#### [O problema]
Responda às seguintes perguntas com base no texto sobre o verão quente de 2006:
1. Que data figura no início do texto?
2. Que itens surgem enumerados logo a seguir a "Recortes de jornais"?
3. Segundo o texto, onde pulsa agora a ressonância desses tempos?

04 agosto 2006

Verão Quente 2006

Há tempos ásperos. Arrancam-nos a pele sem nos apercebermos da queimadura interior que a luz mais vertical provoca. Tornamo-nos arquitectos dum espaço que não conhecemos, cinza dum incêncio imprevisto, sombra duma árvore à deriva. Com urgência, ungimo-nos de afectos, vasculhamos passados e coincidências, silenciamos alegrias, arrombamos gavetas à procura de analgésicos que suavizem o golpe dos dias e o sono das noites. Recortes de jornais, poemas, fotografias antigas, berlindes, sépia de memórias. O ruído do pensamento torna-se ensurdecedor, quebra rotinas de vidro, espalha nos olhos o caleidoscópio do caos. Desejamos o silêncio da mármore fria no brilho inclinado duma estrela. Uma terapia dos sentidos que nos massaje o ego e nos vacine contra o mundo. Cicatrizes. Uma varíola gravada no ombro, um tétano em queda de infância, um acidente de percurso. É no ventríloquo esquerdo que a ressonância desses tempos pulsa agora. Morde as palavras, reacende raivas. A ferida solar à qual estranhamente não escapamos é sazonal. Retorna com as marés, repleta de espumas ácidas e abandona-nos no areal insidioso duma ampulheta.

#### [Extrato de dados]

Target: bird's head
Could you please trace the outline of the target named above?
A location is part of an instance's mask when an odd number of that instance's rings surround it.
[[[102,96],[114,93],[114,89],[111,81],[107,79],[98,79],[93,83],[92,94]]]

#### [Resposta]
1. 04 agosto 2006.
2. Poemas, fotografias antigas, berlindes e sépia de memórias.
3. No ventríloquo esquerdo.